### What you will do
[A] Please write out the passage of the SVN commit-author discussion below, from "I'm not sure" to "the necessary changes.".
[B] Resume the SVN commit-author discussion below, starting right after its last sentence.

### Document
★ ★ ★ ★ ★ ★ ★

I have a whole heap of legacy code that I checked into my SVN repository. I checked it in under my user name. I'd like to change the author of that commit to another user, 'legacy', in order to clean up the svn blame printouts.

+3  A: 

I'm not sure you can do this directly but what is possible is dumping the repo, using sed on it and re-import that as a new repo.

Keltia
Yeah, svn doesn't tend to allow for things like this directly (and on purpose). Your method is likely the only way...
Andy
+8  A: 

You need to have have a pre-revprop-change hook in your repository hooks directory that will allow changes to the svn:author property. (An executable script containing just "exit 0" will do.) Once you have this, then you can do:

svn propedit --revprop -rrev svn:author url

and make the necessary changes.

Peter S. Housel
As an aside, it looks like you can use the svn:date magic property to set the commit date in a similar fashion. Whether that is a good idea, I leave up to you.

★ ★ ★ ★ ★ ★ ★

### Data section
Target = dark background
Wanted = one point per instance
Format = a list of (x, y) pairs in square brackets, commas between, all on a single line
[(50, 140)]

★ ★ ★ ★ ★ ★ ★

### Solved tasks
[A]
I'm not sure you can do this directly but what is possible is dumping the repo, using sed on it and re-import that as a new repo.

Keltia
Yeah, svn doesn't tend to allow for things like this directly (and on purpose). Your method is likely the only way...
Andy
+8  A: 

You need to have have a pre-revprop-change hook in your repository hooks directory that will allow changes to the svn:author property. (An executable script containing just "exit 0" will do.) Once you have this, then you can do:

svn propedit --revprop -rrev svn:author url

and make the necessary changes.

[B]
Cebjyre
To get this to work, I had to use the --force option for svn. Also, vim likes to add new lines to the end of files, and I had to :set noendofline and :set binary to prevent that behavior. (Otherwise, every line from svn blame was two lines, due to an embedded newline in the author name.)
Jason Creighton
propset rather than propedit, and supplying the value in the command rather than throwing to an editor may help you out there Jason
Cebjyre
For others trying this, be sure that you're svn text editor doesn't insert a newline after the author name. vim did this for me and it took quite a while to figure out why blame was busted. You can use propget to confirm that what is saved in the repo has no line break.